**SOURCE DOCUMENT:**
______________________________

Keywords: stereoselectivity, catalytic mechanism, kinetics, directed evolution.

Epoxide hydrolases

Reaction scheme for hydrolysis of epoxide and crystal structure of epoxide hydrolase.

The epoxide hydrolase StEH1 from potatoes has proven to be a very promising enzyme catalyst for the hydrolysis of epoxides. The enzyme is stereoselective, easy to produce, structurally stable even after mutagenesis and we have collected a lot of structure/activity data in recent years. We study this enzyme and laboratory-developed enzyme variants through a combination of function and structure analyses as well as computational chemical methods. The goal is to isolate new stereoselective enzymes that are suitable as biocatalysts.

Alcohol dehydrogenases

Reaction scheme for oxidation of primary alcohol to aldehyde and crystal structure of propanediol oxidoreductase.

______________________________

**DATA SHOWN:**

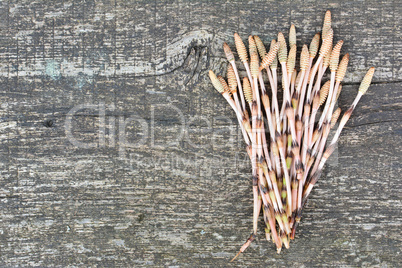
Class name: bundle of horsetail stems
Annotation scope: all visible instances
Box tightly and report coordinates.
[209,11,374,261]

______________________________

**TASKS TO CARRY OUT:**
(a) List every keyword given at the top of the enzyme research text.
(b) Write the next part of the enzyme research text, picking up after its last line.

**PER-TASK OUTPUTS:**
(a) stereoselectivity, catalytic mechanism, kinetics, directed evolution

(b)
Propanediol oxidoreductase (FucO), from Escherichia coli, is a diol dehydrogenase that catalyses the oxidation of short aliphatic alcohols such as 1,2-propanediol to the corresponding aldehyde. The enzyme is regioselective (reacting only with primary alcohols) and enantioselective. FucO belongs to group III of alcohol dehydrogenases which depend on an iron(III) ion for their activity. The structure of the enzyme is adapted to allow binding of low-molecular compounds such as the physiological substrate S-1,2-propanediol. Through mutagenesis and directed evolution, we want to expand substrate selectivity to include larger alcohols, such as aromatic diols.

Reaction scheme for oxidation of secondary alcohol to ketone and crystal structure of ADH-A.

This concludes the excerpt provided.